EXCERPT PROVIDED:
== Segment start ==

Monday, June 6, 2022

Omicron is MUCH less dangerous for preschoolers than Delta was/JAMA pediatrics

Research Letter

April 1, 2022

Incidence Rates and Clinical Outcomes of SARS-CoV-2 Infection With the Omicron and Delta Variants in Children Younger Than 5 Years in the US

JAMA Pediatr. Published online April 1, 2022. doi:10.1001/jamapediatrics.2022.0945

...We used the TriNetX Analytics Platform to access aggregated and deidentified electronic health records of 90 million patients from 66 health care organizations. TriNetX built-in analytic functions permit patient-level analyses while only reporting population-level data. Patients represented 28% of the US population from 50 states covering diverse geographic, age, race, income, and insurance groups.3 Self-identified race and ethnicity were included owing to their association with SARS-CoV-2 infection risk and outcomes.

== Segment end ==

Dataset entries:
== Segment start ==

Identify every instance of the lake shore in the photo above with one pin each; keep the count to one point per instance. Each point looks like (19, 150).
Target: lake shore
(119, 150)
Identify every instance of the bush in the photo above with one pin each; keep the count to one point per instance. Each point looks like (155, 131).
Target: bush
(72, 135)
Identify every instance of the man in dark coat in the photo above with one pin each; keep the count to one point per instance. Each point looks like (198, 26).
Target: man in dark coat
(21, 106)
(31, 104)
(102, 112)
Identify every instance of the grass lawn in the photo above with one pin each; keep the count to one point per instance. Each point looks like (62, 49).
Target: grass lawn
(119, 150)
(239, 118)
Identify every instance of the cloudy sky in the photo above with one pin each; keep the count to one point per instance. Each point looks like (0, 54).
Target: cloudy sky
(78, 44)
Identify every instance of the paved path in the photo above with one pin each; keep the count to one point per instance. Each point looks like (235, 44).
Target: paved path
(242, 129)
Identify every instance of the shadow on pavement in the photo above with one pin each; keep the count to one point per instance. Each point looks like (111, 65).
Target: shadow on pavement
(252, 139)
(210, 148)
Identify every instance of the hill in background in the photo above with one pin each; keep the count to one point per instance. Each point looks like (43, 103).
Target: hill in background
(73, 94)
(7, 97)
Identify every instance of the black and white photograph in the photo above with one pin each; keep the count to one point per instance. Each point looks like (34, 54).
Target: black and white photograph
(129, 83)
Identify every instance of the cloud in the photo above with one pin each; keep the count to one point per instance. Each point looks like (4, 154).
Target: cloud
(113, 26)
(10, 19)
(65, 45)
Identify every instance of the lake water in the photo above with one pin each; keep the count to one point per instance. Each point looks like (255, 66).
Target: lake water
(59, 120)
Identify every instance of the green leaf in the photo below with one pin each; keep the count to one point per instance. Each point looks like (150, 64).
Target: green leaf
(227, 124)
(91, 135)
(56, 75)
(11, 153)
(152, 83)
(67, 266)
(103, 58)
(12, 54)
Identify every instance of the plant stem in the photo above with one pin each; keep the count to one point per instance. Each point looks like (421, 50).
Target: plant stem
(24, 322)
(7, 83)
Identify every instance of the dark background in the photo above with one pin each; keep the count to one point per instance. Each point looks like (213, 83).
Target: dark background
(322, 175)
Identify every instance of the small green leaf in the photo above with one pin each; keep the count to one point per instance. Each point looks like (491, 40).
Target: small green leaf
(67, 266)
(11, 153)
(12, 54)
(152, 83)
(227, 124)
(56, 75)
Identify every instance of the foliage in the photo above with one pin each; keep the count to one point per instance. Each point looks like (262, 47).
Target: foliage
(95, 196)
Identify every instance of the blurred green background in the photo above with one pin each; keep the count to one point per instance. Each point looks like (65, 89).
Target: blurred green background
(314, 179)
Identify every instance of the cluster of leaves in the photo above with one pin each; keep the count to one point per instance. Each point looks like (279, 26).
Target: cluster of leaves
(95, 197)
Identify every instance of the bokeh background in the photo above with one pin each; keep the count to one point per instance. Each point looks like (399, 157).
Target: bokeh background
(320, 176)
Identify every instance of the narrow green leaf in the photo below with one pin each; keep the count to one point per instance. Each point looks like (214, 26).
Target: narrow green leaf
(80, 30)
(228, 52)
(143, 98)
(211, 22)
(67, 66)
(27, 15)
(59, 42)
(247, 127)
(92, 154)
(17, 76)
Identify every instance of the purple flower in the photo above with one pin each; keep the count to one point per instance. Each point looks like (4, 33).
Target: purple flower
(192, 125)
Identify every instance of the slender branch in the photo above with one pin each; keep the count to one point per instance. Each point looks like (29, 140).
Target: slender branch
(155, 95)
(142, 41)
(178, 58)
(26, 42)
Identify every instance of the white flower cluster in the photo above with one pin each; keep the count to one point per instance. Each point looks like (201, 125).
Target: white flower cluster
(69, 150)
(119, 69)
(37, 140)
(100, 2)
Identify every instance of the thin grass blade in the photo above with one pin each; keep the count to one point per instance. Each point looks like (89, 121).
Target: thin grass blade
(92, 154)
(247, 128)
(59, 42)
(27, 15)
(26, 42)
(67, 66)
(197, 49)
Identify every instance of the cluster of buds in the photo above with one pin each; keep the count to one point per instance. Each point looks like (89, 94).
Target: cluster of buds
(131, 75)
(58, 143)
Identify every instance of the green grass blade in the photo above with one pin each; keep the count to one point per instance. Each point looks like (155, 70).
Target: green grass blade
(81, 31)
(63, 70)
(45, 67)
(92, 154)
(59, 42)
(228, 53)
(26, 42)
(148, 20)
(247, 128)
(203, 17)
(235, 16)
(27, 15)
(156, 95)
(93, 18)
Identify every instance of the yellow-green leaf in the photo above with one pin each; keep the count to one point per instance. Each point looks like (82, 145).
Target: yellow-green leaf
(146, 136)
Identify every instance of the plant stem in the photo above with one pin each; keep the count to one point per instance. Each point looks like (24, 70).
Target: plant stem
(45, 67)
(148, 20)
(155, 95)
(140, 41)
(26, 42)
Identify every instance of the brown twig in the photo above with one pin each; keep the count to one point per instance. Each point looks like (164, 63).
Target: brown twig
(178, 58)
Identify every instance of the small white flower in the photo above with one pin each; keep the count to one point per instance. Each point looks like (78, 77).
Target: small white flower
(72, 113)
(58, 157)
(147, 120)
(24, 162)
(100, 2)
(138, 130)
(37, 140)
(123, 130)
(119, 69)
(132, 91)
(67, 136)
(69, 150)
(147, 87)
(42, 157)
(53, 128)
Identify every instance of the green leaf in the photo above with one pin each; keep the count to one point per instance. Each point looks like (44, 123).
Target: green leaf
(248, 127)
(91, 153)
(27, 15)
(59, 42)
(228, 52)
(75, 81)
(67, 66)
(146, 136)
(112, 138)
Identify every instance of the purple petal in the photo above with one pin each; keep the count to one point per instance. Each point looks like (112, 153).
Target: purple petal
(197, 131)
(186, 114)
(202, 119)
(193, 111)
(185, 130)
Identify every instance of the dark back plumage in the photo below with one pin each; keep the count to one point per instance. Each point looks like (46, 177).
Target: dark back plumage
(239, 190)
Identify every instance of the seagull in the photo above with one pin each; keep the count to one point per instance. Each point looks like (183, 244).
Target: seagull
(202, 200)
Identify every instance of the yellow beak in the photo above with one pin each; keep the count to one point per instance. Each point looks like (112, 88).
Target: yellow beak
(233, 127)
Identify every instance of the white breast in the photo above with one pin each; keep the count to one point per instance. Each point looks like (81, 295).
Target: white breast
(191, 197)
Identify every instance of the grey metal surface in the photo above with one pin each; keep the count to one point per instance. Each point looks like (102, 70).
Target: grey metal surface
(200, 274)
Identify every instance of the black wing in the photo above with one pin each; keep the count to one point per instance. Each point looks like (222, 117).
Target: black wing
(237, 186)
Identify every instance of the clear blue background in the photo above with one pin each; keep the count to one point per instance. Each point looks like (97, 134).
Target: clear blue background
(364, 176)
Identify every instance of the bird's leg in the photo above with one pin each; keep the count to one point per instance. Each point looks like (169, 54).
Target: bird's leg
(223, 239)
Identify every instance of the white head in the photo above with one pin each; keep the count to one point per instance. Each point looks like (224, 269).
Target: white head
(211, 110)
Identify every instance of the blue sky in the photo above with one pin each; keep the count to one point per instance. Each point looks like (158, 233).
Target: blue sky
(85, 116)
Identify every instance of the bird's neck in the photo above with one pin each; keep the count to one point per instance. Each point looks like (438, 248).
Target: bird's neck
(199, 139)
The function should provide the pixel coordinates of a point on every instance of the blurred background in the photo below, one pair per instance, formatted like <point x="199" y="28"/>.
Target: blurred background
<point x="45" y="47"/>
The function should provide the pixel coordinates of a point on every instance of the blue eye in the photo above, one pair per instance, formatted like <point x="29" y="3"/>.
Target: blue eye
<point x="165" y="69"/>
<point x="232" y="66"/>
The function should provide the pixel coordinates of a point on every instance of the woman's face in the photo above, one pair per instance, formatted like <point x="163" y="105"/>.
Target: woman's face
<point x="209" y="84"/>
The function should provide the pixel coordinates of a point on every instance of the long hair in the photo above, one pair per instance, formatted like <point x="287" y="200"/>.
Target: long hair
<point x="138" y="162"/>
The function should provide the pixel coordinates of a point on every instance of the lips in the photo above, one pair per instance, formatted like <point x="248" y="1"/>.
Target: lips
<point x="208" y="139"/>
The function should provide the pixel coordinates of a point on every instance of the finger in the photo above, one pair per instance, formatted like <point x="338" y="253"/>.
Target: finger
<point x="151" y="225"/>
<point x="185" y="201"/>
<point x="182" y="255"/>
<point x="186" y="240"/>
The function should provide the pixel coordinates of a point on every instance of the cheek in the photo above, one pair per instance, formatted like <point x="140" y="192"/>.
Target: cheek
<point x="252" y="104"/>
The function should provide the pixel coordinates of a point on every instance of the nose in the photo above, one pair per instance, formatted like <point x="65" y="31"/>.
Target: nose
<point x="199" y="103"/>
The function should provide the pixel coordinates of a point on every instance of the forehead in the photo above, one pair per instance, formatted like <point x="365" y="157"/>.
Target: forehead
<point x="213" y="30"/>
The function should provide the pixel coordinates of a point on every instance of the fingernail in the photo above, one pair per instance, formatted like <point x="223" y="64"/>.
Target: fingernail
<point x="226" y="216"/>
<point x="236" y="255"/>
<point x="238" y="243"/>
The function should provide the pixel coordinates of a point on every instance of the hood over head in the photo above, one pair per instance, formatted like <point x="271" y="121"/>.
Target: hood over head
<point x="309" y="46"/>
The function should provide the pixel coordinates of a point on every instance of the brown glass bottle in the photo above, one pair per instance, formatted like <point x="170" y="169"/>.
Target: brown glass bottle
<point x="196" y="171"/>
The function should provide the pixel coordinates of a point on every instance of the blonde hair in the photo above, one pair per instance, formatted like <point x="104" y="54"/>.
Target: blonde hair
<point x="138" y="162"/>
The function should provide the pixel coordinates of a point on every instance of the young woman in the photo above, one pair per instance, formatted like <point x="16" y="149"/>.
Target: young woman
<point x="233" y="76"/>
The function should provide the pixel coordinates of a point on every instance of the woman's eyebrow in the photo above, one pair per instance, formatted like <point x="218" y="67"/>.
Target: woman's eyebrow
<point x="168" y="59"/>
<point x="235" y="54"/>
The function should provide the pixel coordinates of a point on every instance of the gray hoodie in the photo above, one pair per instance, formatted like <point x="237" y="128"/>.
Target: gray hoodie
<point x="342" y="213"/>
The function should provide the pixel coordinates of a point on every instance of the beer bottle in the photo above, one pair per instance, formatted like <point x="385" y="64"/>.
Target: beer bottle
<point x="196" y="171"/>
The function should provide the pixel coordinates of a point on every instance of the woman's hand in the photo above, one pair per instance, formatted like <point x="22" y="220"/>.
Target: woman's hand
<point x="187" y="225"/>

== Segment end ==

TASK ITEM A: In the post on Omicron and Delta in young children, list every kind of group that the patients are said to cover.
TASK ITEM B:
Using the post on Omicron and Delta in young children, answer these:
(i) On what date was the research letter published online?
(ii) How many patients' health records could be accessed through the platform?
(iii) What share of the US population did the patients represent?
The dataset entries have no connection to the post on Omicron and Delta in young children.

SOLUTION A: Geographic, age, race, income, insurance

SOLUTION B:
(i) April 1, 2022
(ii) 90 million
(iii) 28%